• [THE PROBLEM]: Could you repeat the entries below word for word, leaving nothing out?

• [SUPPLIED MATERIAL]:
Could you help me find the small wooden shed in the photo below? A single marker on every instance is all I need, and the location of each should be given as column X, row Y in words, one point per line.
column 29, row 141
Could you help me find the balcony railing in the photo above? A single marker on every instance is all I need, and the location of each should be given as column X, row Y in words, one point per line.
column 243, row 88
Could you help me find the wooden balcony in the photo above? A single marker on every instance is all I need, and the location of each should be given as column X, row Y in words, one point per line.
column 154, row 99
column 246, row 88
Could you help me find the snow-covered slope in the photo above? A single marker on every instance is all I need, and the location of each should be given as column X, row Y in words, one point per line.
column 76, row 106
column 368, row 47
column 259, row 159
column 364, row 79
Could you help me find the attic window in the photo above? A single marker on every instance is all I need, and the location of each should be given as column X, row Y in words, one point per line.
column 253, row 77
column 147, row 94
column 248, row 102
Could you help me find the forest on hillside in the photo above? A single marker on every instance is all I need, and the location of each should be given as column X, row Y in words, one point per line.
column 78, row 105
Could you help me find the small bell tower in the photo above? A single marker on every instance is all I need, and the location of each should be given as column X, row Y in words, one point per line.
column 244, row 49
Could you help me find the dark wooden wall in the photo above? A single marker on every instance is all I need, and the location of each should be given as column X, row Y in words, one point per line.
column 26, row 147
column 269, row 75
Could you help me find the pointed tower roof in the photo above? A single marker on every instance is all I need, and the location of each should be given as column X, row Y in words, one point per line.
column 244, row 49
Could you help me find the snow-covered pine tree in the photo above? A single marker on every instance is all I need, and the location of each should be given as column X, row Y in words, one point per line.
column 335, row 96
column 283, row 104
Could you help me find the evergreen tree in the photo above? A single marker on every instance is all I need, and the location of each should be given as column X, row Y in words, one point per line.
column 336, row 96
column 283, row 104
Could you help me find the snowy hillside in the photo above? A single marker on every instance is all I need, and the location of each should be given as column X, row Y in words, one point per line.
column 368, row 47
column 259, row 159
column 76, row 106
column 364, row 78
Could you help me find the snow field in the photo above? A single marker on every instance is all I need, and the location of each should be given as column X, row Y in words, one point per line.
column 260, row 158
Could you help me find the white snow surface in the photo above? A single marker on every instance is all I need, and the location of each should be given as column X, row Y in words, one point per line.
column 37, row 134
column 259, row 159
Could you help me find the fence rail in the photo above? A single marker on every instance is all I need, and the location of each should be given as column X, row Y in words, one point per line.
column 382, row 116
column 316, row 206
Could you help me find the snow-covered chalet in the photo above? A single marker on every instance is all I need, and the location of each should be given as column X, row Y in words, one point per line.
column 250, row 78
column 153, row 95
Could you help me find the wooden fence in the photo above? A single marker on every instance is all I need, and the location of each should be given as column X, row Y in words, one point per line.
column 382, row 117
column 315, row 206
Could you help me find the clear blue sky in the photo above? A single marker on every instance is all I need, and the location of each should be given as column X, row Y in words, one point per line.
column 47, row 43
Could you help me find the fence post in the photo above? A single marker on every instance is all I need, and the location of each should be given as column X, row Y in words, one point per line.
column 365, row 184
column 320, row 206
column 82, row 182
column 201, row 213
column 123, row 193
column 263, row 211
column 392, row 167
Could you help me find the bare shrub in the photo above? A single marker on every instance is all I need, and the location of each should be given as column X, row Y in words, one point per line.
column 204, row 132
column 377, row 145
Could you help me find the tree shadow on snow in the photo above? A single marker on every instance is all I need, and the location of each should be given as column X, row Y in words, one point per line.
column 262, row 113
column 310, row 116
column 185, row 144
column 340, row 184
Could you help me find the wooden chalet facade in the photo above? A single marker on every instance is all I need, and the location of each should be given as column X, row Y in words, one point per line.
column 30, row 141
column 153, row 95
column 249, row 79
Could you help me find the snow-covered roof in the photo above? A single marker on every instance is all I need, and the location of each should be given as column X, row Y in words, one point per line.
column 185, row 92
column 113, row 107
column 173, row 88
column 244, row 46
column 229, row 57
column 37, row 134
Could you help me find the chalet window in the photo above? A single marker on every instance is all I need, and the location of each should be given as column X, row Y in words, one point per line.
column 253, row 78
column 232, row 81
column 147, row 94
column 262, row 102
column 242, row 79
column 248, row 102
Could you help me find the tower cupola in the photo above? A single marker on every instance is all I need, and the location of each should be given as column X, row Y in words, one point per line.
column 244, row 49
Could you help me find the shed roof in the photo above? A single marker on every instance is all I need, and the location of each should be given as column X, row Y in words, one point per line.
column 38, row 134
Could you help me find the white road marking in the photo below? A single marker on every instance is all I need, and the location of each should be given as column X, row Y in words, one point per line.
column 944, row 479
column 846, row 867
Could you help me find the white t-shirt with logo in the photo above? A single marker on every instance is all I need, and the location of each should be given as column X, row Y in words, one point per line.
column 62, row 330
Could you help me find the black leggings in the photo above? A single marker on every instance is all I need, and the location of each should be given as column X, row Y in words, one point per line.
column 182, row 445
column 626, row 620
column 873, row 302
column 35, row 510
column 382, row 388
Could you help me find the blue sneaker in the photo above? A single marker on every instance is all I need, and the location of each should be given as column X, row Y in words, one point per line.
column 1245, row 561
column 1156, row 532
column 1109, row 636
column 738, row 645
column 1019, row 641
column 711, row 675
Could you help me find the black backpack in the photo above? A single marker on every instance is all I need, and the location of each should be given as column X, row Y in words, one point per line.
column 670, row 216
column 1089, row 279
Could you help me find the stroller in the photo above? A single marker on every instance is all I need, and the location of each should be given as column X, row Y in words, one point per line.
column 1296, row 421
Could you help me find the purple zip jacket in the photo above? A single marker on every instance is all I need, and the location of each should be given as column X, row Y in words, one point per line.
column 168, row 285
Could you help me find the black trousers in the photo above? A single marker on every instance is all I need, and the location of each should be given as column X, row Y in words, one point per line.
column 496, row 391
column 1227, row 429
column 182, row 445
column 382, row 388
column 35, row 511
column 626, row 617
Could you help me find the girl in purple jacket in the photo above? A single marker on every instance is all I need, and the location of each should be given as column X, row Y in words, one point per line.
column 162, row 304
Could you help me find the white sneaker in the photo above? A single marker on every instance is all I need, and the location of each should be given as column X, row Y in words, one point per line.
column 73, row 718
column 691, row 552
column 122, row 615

• [RESPONSE TO THIS TASK]:
Could you help me find the small wooden shed in the photo below? A single marker on every instance is all I need, and the location of each should be given as column X, row Y in words, one point per line.
column 29, row 141
Could you help me find the balcony railing in the photo above? A single marker on every instance is all I need, and the location of each should be given as column X, row Y in words, one point per line.
column 243, row 88
Could you help me find the wooden balcony in the photo above? A single marker on every instance is all I need, and the location of each should be given as column X, row Y in words, one point per line.
column 154, row 99
column 246, row 88
Could you help me find the snow-covered slope in the photo above? A single marker on every instance is all I need, and the location of each should be given as column X, row Y in words, one point per line.
column 76, row 106
column 368, row 47
column 259, row 159
column 364, row 79
Could you help me find the attic window in the photo above? A single marker on every instance is all I need, and the location of each should be given as column X, row Y in words, one point per line.
column 253, row 77
column 147, row 94
column 248, row 102
Could you help me find the forest on hillside in the photo above? A single marker on every instance is all I need, and the location of each should be given as column X, row Y in words, one point per line.
column 78, row 105
Could you help me find the small bell tower in the photo above? A single marker on every instance is all I need, and the location of each should be given as column X, row Y in words, one point per line.
column 244, row 49
Could you help me find the dark wooden wall in the photo above? A single marker on every instance is all I need, and the location of each should be given as column X, row Y in words, one point per line.
column 26, row 147
column 269, row 75
Could you help me find the pointed tower roof in the photo above? A single marker on every instance is all I need, and the location of each should be given as column X, row Y in words, one point per line.
column 244, row 49
Could you help me find the snow-covered pine tree in the photo above? A single marker on every instance is all I need, and the location of each should be given as column X, row Y in words, one point per line.
column 335, row 96
column 283, row 104
Could you help me find the evergreen tree in the photo above? A single marker on every instance is all I need, and the location of each should be given as column X, row Y in words, one point per line.
column 336, row 96
column 283, row 104
Could you help me find the snowy hillside in the photo above? A single marker on every instance is all I need, and the location of each should be given as column X, row Y in words, one point per line.
column 368, row 47
column 259, row 159
column 76, row 106
column 364, row 78
Could you help me find the snow field in the photo above? A single marker on every instance is all I need, and the location of each should be given as column X, row Y in words, one point per line.
column 260, row 158
Could you help me find the white snow surface in the photo above? A single marker on every instance is all I need, and the location of each should be given as column X, row Y in words, one point per line.
column 37, row 134
column 259, row 159
Could you help me find the fence rail in the photo above? A single marker on every instance is all I need, and the location of each should be given as column X, row Y in words, one point per line.
column 382, row 116
column 316, row 206
Could you help me find the snow-covered chalet in the photo above? A single marker on every instance is all I need, and the location of each should be given as column X, row Y in words, one point per line.
column 250, row 78
column 153, row 95
Could you help me find the wooden fence in the photo above? A single marker on every instance is all I need, and the location of each should be given as column X, row Y in words, one point per line.
column 382, row 117
column 315, row 206
Could you help me find the clear blue sky in the photo above? A single marker on every instance is all I need, and the location of each should be given as column X, row Y in words, one point per line.
column 47, row 43
Could you help me find the fence post in the photo above? A single marker on every instance is all I need, and the location of each should be given as column X, row Y in words, one point per line.
column 365, row 184
column 320, row 206
column 82, row 182
column 201, row 213
column 123, row 193
column 263, row 211
column 392, row 167
Could you help me find the bare shrub in the photo above? A single marker on every instance is all I need, and the location of each should be given as column X, row Y in words, one point per line.
column 204, row 132
column 377, row 145
Could you help me find the tree shadow on snow in the photo above? A single marker on every instance is all I need, and the location of each should be given as column X, row Y in words, one point per line.
column 262, row 113
column 310, row 116
column 185, row 144
column 340, row 184
Could you help me find the wooden chalet facade in the photo above? A single marker on every instance is all I need, and the location of each should be given as column X, row Y in words, one point per line.
column 30, row 141
column 153, row 95
column 249, row 79
Could you help me find the snow-covered roof in the photo above? A single marker on every instance is all I need, and the location of each should be given as column X, row Y in words, one point per line.
column 185, row 92
column 113, row 107
column 173, row 88
column 244, row 46
column 229, row 57
column 37, row 134
Could you help me find the chalet window in the photo above? A single marker on every instance is all I need, and the location of each should be given as column X, row Y in words, one point per line.
column 253, row 78
column 232, row 81
column 147, row 94
column 262, row 102
column 242, row 79
column 248, row 102
Could you help me find the tower cupola in the photo above? A single marker on every instance is all I need, and the location of each should be given as column X, row Y in words, one point per line.
column 244, row 49
Could you help me find the shed roof in the photo above? A single marker on every instance is all I need, and the location of each should be given as column X, row Y in words, one point per line.
column 38, row 134
Could you help me find the white road marking in the photo below? A single marker on every instance is all I need, and the location of each should be given as column X, row Y in words, one point per line.
column 944, row 479
column 846, row 867
Could you help me find the white t-shirt with logo in the photo above? A single marker on every instance is all I need, and the location of each should be given as column X, row Y in words, one point per line.
column 62, row 330
Could you help me find the black leggings in the photo above? A single marker on every instance is all I need, and the location of each should be given as column X, row Y in words, one point per line.
column 182, row 445
column 626, row 620
column 873, row 302
column 35, row 510
column 382, row 388
Could you help me find the blue sneaker in the photo above? A single marker on every instance is all I need, and the location of each should be given as column X, row Y in words, one point per line.
column 1245, row 561
column 1156, row 532
column 1109, row 636
column 738, row 645
column 1019, row 641
column 711, row 675
Could you help me find the black backpack in the photo above? A single marker on every instance is all I need, and the location of each should be given as column X, row Y in words, one point per line.
column 670, row 216
column 1089, row 279
Could you help me find the stroller in the photo above? A single marker on every instance is all I need, and the location of each should be given as column X, row Y in words, one point per line.
column 1296, row 421
Could you help me find the purple zip jacket in the photo above? A single marker on every instance is all I need, and the location of each should be given as column X, row Y in words, one point per line.
column 168, row 285
Could you help me find the black trousers in the photo above? A single marker on every instance is all I need, and the location of each should be given as column X, row Y in words, one point per line.
column 496, row 391
column 1227, row 429
column 182, row 445
column 382, row 388
column 35, row 511
column 626, row 617
Could you help me find the girl in purple jacket in the photo above? A single marker on every instance is all I need, and the location of each should be given as column X, row Y in words, one point per line.
column 162, row 304
Could you help me find the white sneaker in the photo above? A single marker on every instance is all I need, and the location of each should be given as column X, row Y in words, one point per line.
column 73, row 718
column 691, row 552
column 122, row 615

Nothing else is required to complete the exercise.